◆ Work instructions ◆
Report every line of the items below that contains the string "blade". Letter case matters.

*** Dataset content ***

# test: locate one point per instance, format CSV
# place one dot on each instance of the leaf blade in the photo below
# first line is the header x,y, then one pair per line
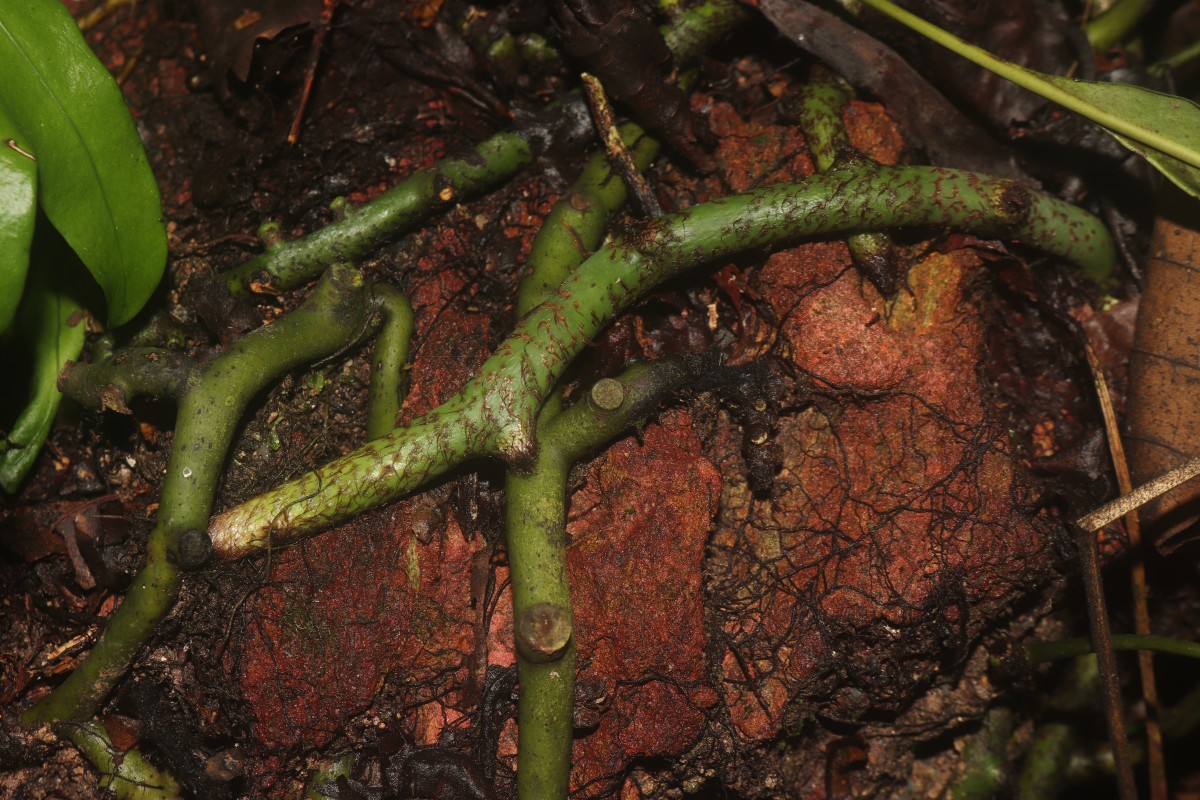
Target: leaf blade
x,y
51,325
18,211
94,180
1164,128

***
*** Dataset content ***

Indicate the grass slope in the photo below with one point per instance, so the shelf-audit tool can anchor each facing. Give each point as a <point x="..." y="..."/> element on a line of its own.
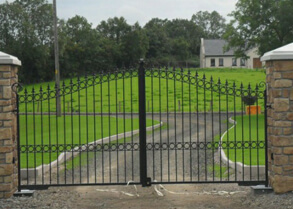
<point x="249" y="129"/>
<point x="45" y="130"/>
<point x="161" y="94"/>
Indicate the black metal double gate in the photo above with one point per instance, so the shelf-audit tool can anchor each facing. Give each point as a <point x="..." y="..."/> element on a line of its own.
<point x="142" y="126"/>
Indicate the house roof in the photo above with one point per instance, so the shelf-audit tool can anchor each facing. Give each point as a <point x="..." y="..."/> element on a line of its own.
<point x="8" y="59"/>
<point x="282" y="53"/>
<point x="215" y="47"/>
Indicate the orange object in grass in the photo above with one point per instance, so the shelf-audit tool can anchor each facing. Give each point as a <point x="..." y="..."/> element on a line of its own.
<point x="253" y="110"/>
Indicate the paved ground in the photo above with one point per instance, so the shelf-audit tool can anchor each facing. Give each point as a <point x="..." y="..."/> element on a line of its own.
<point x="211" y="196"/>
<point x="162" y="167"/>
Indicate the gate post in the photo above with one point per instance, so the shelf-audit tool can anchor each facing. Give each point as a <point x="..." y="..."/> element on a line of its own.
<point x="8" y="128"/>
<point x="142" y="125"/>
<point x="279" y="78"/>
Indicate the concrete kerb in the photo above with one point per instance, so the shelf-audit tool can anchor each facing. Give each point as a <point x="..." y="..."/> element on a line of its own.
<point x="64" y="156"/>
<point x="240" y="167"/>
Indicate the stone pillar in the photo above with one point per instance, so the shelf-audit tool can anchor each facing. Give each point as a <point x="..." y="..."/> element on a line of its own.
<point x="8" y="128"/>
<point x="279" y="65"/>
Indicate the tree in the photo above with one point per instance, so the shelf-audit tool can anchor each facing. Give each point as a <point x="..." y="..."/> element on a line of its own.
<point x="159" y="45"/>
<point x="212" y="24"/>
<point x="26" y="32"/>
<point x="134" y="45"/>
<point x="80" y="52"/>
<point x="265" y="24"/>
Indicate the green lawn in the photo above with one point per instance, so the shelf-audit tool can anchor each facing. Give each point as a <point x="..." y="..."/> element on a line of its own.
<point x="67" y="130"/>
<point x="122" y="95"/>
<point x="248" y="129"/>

***

◆ Response for this exercise ◆
# place one dot on each instance of the leaf blade in the photo below
Target: leaf blade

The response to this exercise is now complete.